(Records from a data source)
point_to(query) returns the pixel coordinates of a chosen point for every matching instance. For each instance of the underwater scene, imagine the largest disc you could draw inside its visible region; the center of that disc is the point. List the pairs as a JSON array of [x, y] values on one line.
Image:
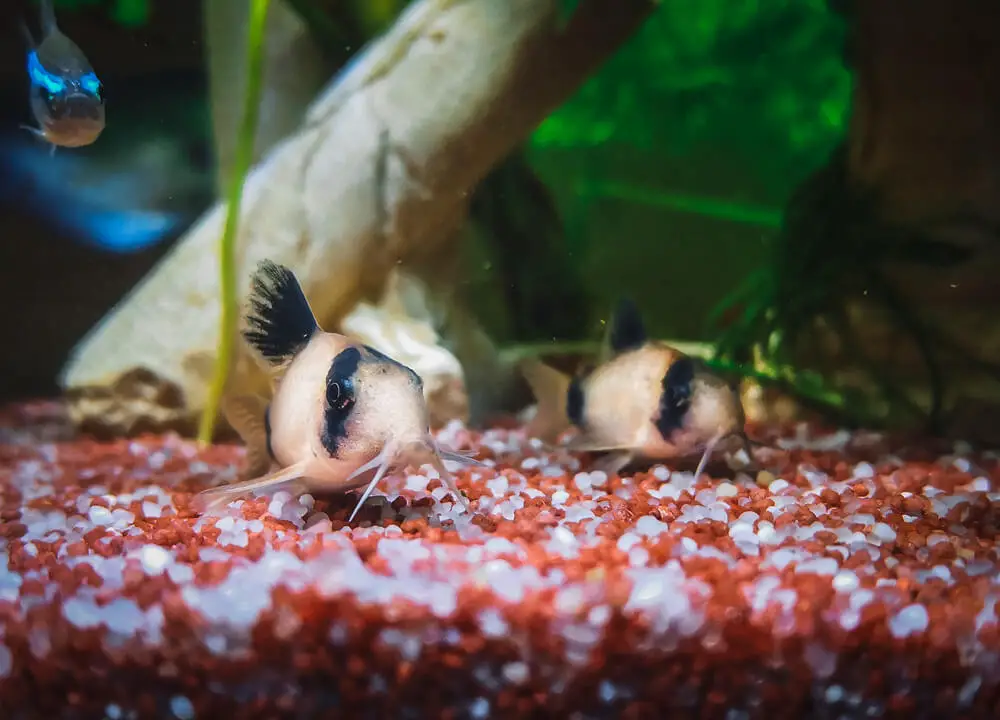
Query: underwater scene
[[500, 359]]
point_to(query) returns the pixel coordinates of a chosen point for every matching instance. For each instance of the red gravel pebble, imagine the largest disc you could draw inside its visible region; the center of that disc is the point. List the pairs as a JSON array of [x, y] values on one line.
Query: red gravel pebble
[[858, 579]]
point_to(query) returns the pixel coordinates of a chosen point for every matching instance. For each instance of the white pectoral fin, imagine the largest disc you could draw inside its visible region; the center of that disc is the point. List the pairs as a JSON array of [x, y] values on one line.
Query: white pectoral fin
[[460, 458], [581, 444], [380, 463], [216, 497]]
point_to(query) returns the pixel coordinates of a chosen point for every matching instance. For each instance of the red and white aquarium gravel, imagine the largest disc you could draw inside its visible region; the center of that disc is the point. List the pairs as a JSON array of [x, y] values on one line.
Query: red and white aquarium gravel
[[862, 581]]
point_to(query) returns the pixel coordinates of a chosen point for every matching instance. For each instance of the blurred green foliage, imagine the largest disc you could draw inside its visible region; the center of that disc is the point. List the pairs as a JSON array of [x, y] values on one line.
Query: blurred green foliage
[[764, 76]]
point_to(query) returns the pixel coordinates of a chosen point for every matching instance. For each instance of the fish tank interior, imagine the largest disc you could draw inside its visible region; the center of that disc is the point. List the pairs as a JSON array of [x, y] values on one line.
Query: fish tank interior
[[691, 309]]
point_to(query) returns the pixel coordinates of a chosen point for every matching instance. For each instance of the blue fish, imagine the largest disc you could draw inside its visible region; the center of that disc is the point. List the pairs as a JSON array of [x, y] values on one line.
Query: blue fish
[[67, 97]]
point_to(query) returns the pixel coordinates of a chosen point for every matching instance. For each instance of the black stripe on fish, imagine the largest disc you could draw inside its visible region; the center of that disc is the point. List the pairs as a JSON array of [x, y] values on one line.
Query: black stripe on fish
[[280, 322], [575, 401], [340, 398]]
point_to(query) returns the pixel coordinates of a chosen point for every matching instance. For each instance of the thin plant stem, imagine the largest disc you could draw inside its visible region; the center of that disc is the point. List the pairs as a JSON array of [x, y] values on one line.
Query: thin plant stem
[[227, 244]]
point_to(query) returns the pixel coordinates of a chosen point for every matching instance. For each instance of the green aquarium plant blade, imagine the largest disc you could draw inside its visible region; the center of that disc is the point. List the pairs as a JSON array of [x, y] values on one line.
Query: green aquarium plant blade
[[227, 244]]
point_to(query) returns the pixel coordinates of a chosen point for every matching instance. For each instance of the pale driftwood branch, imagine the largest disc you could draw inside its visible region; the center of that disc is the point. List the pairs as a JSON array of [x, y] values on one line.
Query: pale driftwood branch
[[378, 174]]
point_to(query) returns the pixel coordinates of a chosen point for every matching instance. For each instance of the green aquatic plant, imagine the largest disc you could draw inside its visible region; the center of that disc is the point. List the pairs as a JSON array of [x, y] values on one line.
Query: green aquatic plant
[[131, 13], [227, 243]]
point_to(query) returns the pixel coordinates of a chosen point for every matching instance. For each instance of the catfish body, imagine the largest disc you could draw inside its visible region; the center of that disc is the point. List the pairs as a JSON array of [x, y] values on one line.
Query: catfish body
[[340, 408], [66, 96], [645, 399]]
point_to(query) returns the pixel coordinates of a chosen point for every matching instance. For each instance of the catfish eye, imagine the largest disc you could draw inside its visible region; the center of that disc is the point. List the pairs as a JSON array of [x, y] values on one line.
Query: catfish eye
[[338, 396]]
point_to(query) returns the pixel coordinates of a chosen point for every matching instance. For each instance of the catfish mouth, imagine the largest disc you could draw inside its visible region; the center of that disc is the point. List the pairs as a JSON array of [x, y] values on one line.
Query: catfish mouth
[[73, 131], [400, 454]]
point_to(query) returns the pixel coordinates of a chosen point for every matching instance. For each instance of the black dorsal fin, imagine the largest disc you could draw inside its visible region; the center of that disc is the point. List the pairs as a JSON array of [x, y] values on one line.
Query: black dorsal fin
[[628, 331], [280, 322]]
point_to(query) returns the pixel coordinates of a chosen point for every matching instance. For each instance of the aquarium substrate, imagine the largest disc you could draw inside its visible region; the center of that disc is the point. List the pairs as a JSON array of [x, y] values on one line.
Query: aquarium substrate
[[861, 582]]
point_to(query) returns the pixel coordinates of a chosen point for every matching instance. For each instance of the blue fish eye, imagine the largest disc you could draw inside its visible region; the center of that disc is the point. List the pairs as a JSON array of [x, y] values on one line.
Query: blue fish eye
[[53, 84], [91, 84]]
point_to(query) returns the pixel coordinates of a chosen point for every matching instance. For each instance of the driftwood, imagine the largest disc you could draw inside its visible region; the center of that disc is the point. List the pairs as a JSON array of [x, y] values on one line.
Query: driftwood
[[377, 174], [922, 169]]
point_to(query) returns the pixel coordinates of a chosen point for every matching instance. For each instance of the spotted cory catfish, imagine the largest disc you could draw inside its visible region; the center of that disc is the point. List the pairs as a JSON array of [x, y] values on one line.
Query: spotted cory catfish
[[643, 400], [340, 410]]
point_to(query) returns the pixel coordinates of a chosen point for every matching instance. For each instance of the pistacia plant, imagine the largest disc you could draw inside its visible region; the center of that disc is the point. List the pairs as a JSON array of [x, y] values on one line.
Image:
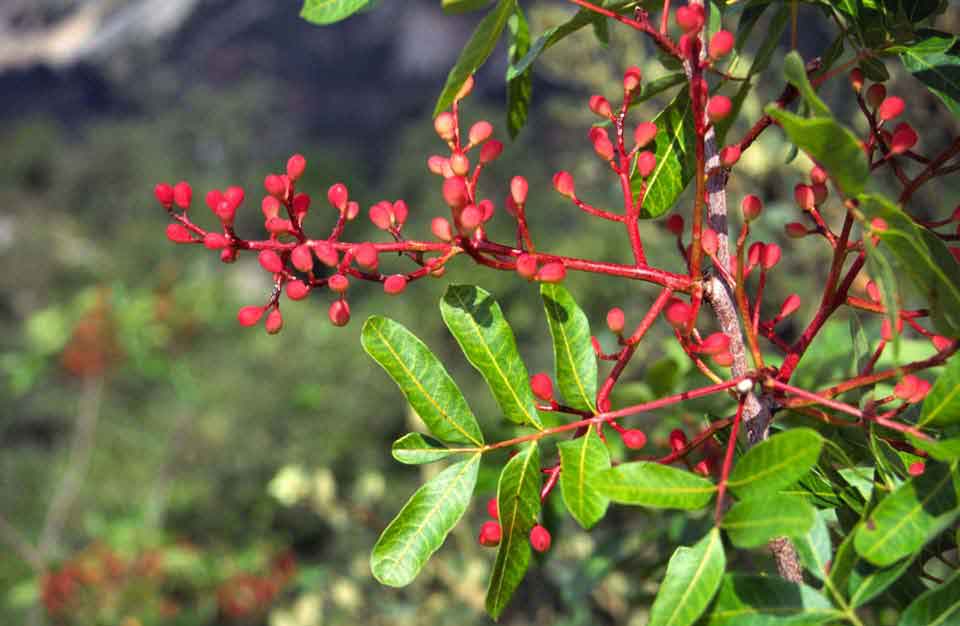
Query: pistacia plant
[[851, 482]]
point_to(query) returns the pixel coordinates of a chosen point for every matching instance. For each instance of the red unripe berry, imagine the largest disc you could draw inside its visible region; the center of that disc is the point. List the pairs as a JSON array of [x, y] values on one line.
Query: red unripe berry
[[721, 44], [540, 538], [297, 289], [678, 440], [674, 224], [904, 138], [542, 386], [644, 133], [709, 241], [215, 241], [718, 107], [275, 186], [366, 256], [182, 194], [395, 284], [631, 79], [789, 306], [302, 258], [730, 155], [270, 261], [490, 534], [274, 322], [856, 79], [553, 272], [890, 108], [445, 126], [527, 266], [601, 107], [646, 162], [493, 508], [480, 132], [249, 315], [337, 196], [296, 166], [634, 439], [178, 233], [164, 194], [616, 320], [380, 215], [752, 207], [339, 313], [876, 94], [518, 190], [490, 151], [771, 256], [563, 183], [455, 192]]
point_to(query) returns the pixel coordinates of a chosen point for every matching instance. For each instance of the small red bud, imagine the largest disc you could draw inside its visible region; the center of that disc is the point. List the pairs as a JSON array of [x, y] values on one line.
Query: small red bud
[[178, 233], [634, 439], [337, 196], [296, 166], [164, 194], [339, 313], [542, 386], [563, 183], [721, 44], [490, 534], [182, 194], [297, 289], [249, 315], [540, 538], [616, 320], [395, 284], [600, 106], [646, 162]]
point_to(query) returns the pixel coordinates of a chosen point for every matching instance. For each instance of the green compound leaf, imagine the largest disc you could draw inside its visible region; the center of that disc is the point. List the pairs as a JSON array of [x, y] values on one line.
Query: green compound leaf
[[768, 601], [654, 485], [415, 449], [942, 404], [776, 463], [421, 526], [581, 459], [923, 257], [939, 606], [423, 380], [935, 63], [476, 52], [754, 522], [910, 516], [573, 355], [476, 321], [693, 577], [829, 143], [676, 160], [518, 499], [330, 11]]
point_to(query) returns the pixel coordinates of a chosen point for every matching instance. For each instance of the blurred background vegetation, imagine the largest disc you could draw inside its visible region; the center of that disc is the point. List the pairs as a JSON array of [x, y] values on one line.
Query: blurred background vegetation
[[161, 465]]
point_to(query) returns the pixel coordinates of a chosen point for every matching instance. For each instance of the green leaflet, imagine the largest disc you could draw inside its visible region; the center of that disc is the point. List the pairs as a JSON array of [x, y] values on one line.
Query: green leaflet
[[654, 485], [692, 578], [910, 516], [581, 459], [423, 523], [573, 355], [518, 499], [775, 463], [477, 323], [475, 53], [422, 379]]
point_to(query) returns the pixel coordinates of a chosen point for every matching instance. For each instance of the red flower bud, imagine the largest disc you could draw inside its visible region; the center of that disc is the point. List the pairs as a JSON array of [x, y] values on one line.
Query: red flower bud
[[542, 386]]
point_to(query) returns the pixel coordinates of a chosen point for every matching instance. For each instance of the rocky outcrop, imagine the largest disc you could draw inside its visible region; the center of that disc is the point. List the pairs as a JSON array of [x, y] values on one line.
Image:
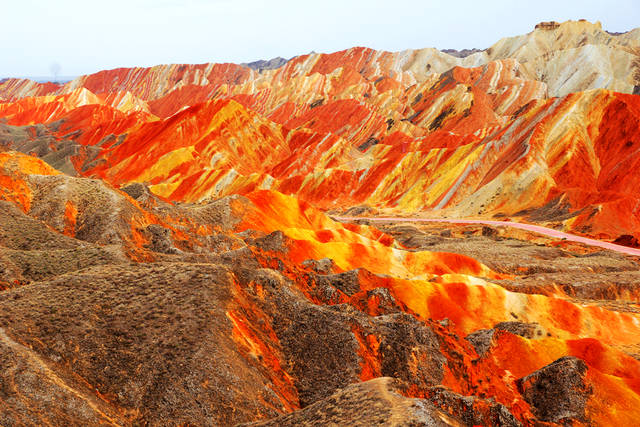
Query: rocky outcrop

### Instructions for the task
Repeat the lines in the records, starting with the line that contains "the black stripe" and going on through the line that contains "[[280, 322], [575, 401], [340, 398]]".

### Task result
point_to(query) returns the pixel coordinates of a chosen point for every matching instance. For each instance of the black stripe on fish, imagine the largest disc you could draw inside its visible region; the center of that disc is the point. List the pairs as a JSON array of [x, y] values on one line.
Query: black stripe on fish
[[280, 322], [575, 401], [340, 398]]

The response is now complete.